START Available data
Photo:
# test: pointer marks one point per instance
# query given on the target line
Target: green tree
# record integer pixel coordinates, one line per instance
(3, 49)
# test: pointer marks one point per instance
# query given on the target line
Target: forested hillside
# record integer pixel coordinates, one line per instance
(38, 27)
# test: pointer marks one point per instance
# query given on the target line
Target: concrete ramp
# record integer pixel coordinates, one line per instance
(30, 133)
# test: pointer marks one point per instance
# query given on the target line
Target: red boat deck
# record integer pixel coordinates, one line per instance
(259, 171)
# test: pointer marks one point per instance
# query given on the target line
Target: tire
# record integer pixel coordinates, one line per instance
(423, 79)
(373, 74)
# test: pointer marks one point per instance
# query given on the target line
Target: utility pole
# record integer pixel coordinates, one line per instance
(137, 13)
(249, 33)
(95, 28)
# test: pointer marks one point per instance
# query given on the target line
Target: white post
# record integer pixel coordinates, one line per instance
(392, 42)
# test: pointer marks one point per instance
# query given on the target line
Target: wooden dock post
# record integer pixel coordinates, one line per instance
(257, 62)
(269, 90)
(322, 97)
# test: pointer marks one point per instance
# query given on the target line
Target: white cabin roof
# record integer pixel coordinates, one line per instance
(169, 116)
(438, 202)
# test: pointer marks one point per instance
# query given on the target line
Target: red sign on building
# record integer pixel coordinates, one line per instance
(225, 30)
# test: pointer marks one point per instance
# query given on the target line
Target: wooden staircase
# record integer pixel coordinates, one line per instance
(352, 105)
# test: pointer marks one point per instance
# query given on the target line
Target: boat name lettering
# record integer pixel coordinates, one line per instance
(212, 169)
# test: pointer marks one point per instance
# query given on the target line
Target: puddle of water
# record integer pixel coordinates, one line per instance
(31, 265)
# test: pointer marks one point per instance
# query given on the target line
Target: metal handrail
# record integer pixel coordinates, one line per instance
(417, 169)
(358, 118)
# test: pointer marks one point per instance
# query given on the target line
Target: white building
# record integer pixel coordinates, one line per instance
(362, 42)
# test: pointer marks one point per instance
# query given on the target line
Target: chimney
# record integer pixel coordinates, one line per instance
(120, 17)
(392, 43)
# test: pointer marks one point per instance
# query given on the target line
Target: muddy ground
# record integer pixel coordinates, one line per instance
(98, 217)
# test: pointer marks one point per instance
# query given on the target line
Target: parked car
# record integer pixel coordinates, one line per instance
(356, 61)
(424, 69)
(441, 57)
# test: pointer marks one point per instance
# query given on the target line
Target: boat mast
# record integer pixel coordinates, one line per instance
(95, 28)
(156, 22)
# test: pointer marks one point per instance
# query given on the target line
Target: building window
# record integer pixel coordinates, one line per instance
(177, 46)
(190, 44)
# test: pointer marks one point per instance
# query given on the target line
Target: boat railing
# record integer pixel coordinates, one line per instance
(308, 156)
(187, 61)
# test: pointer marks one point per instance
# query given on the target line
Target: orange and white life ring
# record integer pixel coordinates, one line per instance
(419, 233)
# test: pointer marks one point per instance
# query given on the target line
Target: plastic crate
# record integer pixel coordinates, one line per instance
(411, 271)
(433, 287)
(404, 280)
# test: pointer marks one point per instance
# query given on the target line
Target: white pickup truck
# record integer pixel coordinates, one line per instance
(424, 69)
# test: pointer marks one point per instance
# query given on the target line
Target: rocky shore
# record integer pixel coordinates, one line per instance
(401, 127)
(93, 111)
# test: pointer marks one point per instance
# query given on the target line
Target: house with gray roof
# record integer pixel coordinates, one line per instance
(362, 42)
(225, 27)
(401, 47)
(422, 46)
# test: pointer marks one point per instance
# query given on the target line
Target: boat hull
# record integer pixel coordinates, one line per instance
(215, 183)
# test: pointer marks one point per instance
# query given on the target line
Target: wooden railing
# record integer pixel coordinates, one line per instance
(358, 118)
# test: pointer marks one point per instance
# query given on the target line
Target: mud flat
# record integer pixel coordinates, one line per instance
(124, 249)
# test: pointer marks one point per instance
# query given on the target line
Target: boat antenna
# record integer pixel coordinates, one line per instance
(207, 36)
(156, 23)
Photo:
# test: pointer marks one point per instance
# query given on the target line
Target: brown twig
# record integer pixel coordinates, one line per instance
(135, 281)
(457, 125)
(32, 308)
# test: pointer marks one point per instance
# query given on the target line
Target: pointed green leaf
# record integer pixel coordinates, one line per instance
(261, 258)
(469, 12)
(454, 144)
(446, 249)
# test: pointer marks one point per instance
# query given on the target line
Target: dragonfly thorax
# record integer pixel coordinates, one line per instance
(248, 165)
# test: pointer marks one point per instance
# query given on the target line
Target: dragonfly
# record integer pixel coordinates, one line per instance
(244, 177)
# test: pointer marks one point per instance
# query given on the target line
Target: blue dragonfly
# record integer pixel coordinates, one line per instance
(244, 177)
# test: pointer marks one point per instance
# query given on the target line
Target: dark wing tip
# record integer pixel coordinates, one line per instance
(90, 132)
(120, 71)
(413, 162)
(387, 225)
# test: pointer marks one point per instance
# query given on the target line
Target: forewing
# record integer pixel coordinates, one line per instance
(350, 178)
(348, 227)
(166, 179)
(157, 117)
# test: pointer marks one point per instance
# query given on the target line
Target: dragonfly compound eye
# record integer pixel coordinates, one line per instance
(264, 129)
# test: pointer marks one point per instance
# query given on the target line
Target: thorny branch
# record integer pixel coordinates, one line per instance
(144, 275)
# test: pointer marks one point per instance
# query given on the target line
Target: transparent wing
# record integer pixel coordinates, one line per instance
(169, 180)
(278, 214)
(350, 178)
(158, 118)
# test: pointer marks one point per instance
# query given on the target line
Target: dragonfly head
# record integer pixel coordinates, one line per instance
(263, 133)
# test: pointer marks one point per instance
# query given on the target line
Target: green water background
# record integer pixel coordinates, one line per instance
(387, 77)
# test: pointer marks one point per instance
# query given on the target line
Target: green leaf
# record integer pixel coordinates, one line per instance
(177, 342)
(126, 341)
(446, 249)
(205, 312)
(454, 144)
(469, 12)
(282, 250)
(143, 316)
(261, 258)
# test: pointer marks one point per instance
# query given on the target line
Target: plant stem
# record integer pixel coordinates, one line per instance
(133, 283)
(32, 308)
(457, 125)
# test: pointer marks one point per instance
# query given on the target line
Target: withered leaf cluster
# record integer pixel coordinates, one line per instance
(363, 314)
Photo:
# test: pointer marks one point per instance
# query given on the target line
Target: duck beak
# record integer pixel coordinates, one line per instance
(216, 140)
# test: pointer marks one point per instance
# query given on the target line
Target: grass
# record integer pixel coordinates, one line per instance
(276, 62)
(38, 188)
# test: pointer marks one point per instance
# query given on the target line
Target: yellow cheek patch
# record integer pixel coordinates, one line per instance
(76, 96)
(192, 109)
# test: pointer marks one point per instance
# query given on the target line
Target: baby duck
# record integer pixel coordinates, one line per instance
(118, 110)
END Available data
■ What is needed: Return every entry exactly; no line may be missing.

■ Exercise response:
Photo:
# test: pointer marks one point per instance
# query given on the target line
Target: green tree
# record integer pixel coordinates, one line per instance
(3, 49)
# test: pointer marks one point per instance
# query given on the target line
Target: forested hillside
# record integer pixel coordinates, one line per instance
(38, 27)
# test: pointer marks one point per instance
# query given on the target line
Target: concrete ramp
# record integer pixel coordinates, one line per instance
(30, 133)
# test: pointer marks one point per instance
# query given on the target line
Target: red boat deck
# record integer pixel coordinates, one line per instance
(259, 171)
# test: pointer marks one point per instance
# query given on the target line
Target: tire
# record integer pixel coordinates, one line per instance
(423, 79)
(373, 74)
# test: pointer marks one point per instance
# query given on the target line
Target: utility pole
# record integer pixel coordinates, one line per instance
(137, 13)
(249, 33)
(95, 28)
# test: pointer marks one point per instance
# query given on the target line
Target: white post
# record integer pixel coordinates, one line per instance
(392, 42)
# test: pointer marks one point per instance
# query given on the target line
Target: wooden dock post
# record integer pixel coordinates, one line per instance
(257, 62)
(269, 90)
(322, 97)
# test: pointer marks one point per instance
# query given on the target line
Target: white cabin roof
# record integer pixel coordinates, one line per instance
(169, 116)
(438, 202)
# test: pointer marks one point per instance
# query given on the target line
Target: red sign on building
# record integer pixel coordinates, one line per instance
(225, 30)
# test: pointer marks one point per instance
# query given on the target line
Target: wooden staircase
# record integer pixel coordinates, one line per instance
(352, 105)
# test: pointer marks one point per instance
# query given on the target line
Target: boat name lettering
# record integer pixel coordinates, one line per instance
(212, 169)
# test: pointer marks one point per instance
# query given on the target line
Target: puddle of water
# record integer pixel coordinates, one line per instance
(31, 265)
# test: pointer marks one point per instance
# query given on the target line
Target: metal handrail
# record integer pixel coordinates, one line per instance
(417, 169)
(358, 118)
# test: pointer marks one point per instance
# query given on the target line
Target: white building
# record integer pixel coordinates, one line per instance
(362, 42)
# test: pointer marks one point per instance
# query given on the target line
Target: chimney
# record integer pixel coordinates, one line per instance
(120, 17)
(392, 43)
# test: pointer marks one point per instance
# query given on the target line
Target: muddy ground
# record integer pixel coordinates, one line per instance
(98, 217)
# test: pointer marks one point per instance
# query given on the target line
Target: parked car
# record integer pixel coordinates, one line per instance
(356, 61)
(424, 69)
(441, 57)
# test: pointer marks one point per instance
# query given on the target line
Target: boat mast
# record integer pixel coordinates, one line per instance
(95, 28)
(156, 22)
# test: pointer marks one point per instance
# query given on the target line
Target: building window
# record integer pixel coordinates, one line per instance
(177, 46)
(190, 44)
# test: pointer marks one point per instance
# query given on the target line
Target: boat railing
# record integer pixel coordinates, one line per instance
(308, 156)
(187, 61)
# test: pointer marks one point per instance
# query given on the target line
Target: orange and white life ring
# record integer pixel coordinates, one line per instance
(419, 233)
# test: pointer marks one point per instance
# query given on the target line
Target: plastic crate
# record integer pixel coordinates, one line per instance
(411, 271)
(433, 287)
(404, 280)
# test: pointer marks one point per instance
# query given on the target line
Target: white pickup truck
# record integer pixel coordinates, one line per instance
(424, 69)
# test: pointer marks one point per instance
# query given on the target line
Target: rocky shore
# record integer pixel coordinates, one line per instance
(401, 127)
(93, 111)
# test: pointer marks one point per instance
# query given on the target line
Target: house with gray roof
# record integer pixel coordinates, one line per instance
(362, 42)
(225, 27)
(401, 47)
(422, 46)
# test: pointer marks one point per instance
# query given on the target line
Target: boat hull
# record integer pixel coordinates, one line per instance
(215, 183)
# test: pointer marks one point per instance
# query given on the target line
Target: wooden railing
# record integer pixel coordinates, one line per instance
(358, 118)
# test: pointer marks one point per instance
# query given on the target line
Target: mud flat
# record integer pixel coordinates, one line per instance
(124, 249)
# test: pointer marks one point per instance
# query given on the target line
Target: boat antenna
# record integer pixel coordinates, one line per instance
(207, 36)
(156, 23)
Photo:
# test: pointer marks one point per instance
# query given on the target line
Target: brown twig
# record integer pixel coordinates, one line per instance
(135, 281)
(457, 125)
(32, 308)
# test: pointer marks one point per instance
# query given on the target line
Target: pointed green leaf
# record integer pixel coordinates, one line per instance
(261, 258)
(469, 12)
(454, 144)
(446, 249)
# test: pointer marks one point per instance
# query given on the target line
Target: dragonfly thorax
# record integer pixel coordinates, one line per instance
(248, 165)
# test: pointer marks one point per instance
# query given on the target line
Target: dragonfly
# record integer pixel coordinates, one line per instance
(244, 177)
# test: pointer marks one point per instance
# query given on the target line
Target: blue dragonfly
# record integer pixel coordinates, one line per instance
(244, 177)
# test: pointer marks one point per instance
# query given on the target line
Target: dark wing tip
# record integer pixel coordinates, one line per instance
(90, 132)
(120, 71)
(413, 162)
(387, 225)
# test: pointer marks one point per instance
# query given on the target line
Target: forewing
# record integer pixel coordinates, one line per instance
(350, 178)
(348, 227)
(166, 179)
(157, 117)
# test: pointer marks one point per instance
# query given on the target line
Target: dragonfly compound eye
# record integer pixel coordinates, one line per instance
(264, 129)
# test: pointer marks one point per instance
# query given on the target line
Target: thorny branch
# record integer pixel coordinates, one line per instance
(144, 275)
# test: pointer marks one point per instance
# query given on the target line
Target: transparent wing
# record integer pixel coordinates, one line per instance
(169, 180)
(278, 214)
(350, 178)
(158, 118)
# test: pointer marks one point per instance
# query given on the target line
Target: dragonfly head
# record integer pixel coordinates, one line per instance
(263, 133)
# test: pointer marks one point per instance
# query given on the target line
Target: green water background
# record integer pixel coordinates, one line per instance
(387, 77)
# test: pointer marks one point per instance
# query given on the target line
Target: green leaf
# record integer pixel coordinates, one line per instance
(177, 342)
(126, 341)
(446, 249)
(205, 312)
(454, 144)
(469, 12)
(282, 250)
(143, 316)
(261, 258)
# test: pointer marks one point per instance
# query given on the target line
Target: plant stem
# record integer pixel coordinates, one line per instance
(133, 283)
(32, 308)
(457, 125)
# test: pointer marks one point per instance
# query given on the target line
Target: withered leaf cluster
# record integer pixel coordinates, one line per instance
(363, 314)
Photo:
# test: pointer marks one point per instance
# query given on the target line
Target: duck beak
# record integer pixel coordinates, one line per instance
(216, 140)
# test: pointer marks one point per instance
# query given on the target line
Target: grass
# record integer pixel coordinates, one line per instance
(276, 62)
(38, 188)
# test: pointer marks one point per instance
# query given on the target line
Target: yellow cheek patch
# record integer pixel coordinates, one line per instance
(76, 96)
(192, 109)
# test: pointer marks one point per instance
# query given on the target line
Target: baby duck
# record integer pixel coordinates, one line per instance
(118, 110)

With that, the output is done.